= Tasks to complete =
a) Copy the blog entries about memory from "One of the reasons" to "I ever could.".
b) Extend the blog entries about memory, picking up right after their final sentence.

= Supplied passage =
Tuesday, December 28, 2010

Foreign Policy reviews the year

One of the reasons I started this blog was to recall moments in our collective life that have quickly passed m thought. Haven't kept too true to that, but luckily, Foreign Policy has done a much better recap than I ever could.

How many of these moments have slipped from your mind already? 

Tuesday, December 7, 2010

The Brain's Memory "Buffer"

It's ironic but appropriate that I don't remember how I happened upon this  article on scientific research into the cellular differences between short term and long term memory storage. The newspaper is called The Hindu, and so it's not one that I come across in my normal web wandering.

It's probably more informative to read the article, but just to move this info from my short term memory to something a little longer, I'll summarize by saying that scientists have found evidence that short term memory is held in single nerve cells in the front of the brain, for a minute or longer. "Permanent" memory (to me a dubious concept) is formed when the amino acid glutamate stimulates nerve cells in the brain to reorganize and strenghten their connections with each other. But this process takes time and is to slow to deal with rapidly incoming information--as what isn't these days?

= Dataset content =
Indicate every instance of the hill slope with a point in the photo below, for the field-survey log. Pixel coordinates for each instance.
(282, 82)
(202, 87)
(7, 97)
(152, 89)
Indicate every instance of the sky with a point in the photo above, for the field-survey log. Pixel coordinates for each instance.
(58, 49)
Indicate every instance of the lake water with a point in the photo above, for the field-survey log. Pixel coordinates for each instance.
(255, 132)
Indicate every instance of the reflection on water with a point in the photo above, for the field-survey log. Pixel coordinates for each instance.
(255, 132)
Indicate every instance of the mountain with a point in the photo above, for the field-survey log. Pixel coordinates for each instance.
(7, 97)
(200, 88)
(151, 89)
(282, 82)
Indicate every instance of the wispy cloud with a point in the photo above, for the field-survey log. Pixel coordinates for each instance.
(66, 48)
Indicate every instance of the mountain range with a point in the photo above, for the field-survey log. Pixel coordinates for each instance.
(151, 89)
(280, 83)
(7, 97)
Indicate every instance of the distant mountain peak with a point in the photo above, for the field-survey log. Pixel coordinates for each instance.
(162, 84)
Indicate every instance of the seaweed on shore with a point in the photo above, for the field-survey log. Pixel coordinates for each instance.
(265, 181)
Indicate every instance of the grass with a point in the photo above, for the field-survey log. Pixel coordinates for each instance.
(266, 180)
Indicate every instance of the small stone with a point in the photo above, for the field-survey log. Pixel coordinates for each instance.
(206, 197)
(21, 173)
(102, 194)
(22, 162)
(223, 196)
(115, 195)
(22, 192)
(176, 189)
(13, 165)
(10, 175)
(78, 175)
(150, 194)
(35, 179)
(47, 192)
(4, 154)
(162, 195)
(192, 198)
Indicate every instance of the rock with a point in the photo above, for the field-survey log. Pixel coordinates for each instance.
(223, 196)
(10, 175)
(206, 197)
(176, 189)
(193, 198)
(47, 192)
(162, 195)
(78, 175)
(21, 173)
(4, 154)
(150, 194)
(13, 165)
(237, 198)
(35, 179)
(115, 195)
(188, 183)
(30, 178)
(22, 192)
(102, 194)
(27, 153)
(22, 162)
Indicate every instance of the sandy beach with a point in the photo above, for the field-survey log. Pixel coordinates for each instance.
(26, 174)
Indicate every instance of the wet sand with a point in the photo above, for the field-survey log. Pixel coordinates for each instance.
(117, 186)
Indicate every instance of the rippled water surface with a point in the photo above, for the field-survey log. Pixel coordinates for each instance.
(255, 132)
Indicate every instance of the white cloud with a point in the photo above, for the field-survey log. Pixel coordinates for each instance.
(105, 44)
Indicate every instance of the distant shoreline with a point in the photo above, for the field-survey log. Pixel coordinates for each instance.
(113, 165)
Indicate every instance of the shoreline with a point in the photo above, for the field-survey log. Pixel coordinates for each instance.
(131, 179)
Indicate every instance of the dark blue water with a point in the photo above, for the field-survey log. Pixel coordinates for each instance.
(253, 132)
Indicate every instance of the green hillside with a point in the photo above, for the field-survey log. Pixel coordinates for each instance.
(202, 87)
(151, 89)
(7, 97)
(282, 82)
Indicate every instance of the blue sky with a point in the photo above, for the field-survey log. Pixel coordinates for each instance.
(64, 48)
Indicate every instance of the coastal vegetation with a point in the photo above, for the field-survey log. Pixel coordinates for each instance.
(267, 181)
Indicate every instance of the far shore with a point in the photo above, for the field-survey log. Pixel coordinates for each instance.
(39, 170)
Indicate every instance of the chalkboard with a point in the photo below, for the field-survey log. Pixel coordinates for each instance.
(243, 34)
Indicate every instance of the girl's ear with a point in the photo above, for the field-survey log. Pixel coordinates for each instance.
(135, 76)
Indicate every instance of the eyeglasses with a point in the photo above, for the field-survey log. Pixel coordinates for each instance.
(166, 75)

= Written answers =
a)
One of the reasons I started this blog was to recall moments in our collective life that have quickly passed m thought. Haven't kept too true to that, but luckily, Foreign Policy has done a much better recap than I ever could.

b)
Enter metabotropic glutamate transmission. A rapid fire signal stimulates single cells to be temporary storage for moment to moment information. The example the article uses is that of a card shark counting cards in a game of blackjack. This would seem an oddly random example, except it goes on to say that casinos have figured out that it the type of memory that is most sensitive to disruption by alcohol and noisy distraction.

"It's more like RAM [random access memory] on a computer than memory stored on a disk," Dr. (Don) Cooper said. "The memory on the disk is more permanent and you can go back and access the same information repeatedly. RAM memory is rewritable temporary storage that allows multitasking." 

The researchers also did experiments on mice to see how these findings work with addiction. Apparently, a neurochemical called dopamine is what helps focus attention and make fast decisions, but after mice were given repeated doses of cocaine to simulate addiction, the  short term memeory "buffer" cells were no longer
as easily stimulated. Even adding dopamine after did not have the effect of focussing the mice's thought processes.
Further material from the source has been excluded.